Provided records:
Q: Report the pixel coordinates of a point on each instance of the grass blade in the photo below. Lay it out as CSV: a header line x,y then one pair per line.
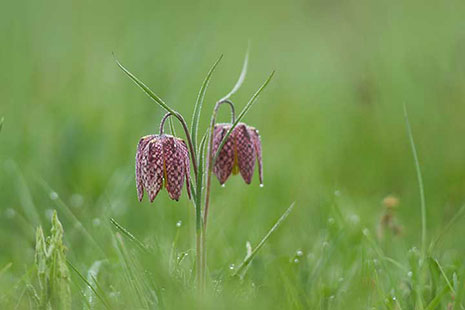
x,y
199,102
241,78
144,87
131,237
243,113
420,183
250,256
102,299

Task to carry out: Gather each line of the data above that contains the string "coordinates". Only matches with the same case count.

Reply:
Q: Report the pixel coordinates of a point on each instance of the grass blade in the photo below. Lay it out as CSV: a header line x,y then one pair per line.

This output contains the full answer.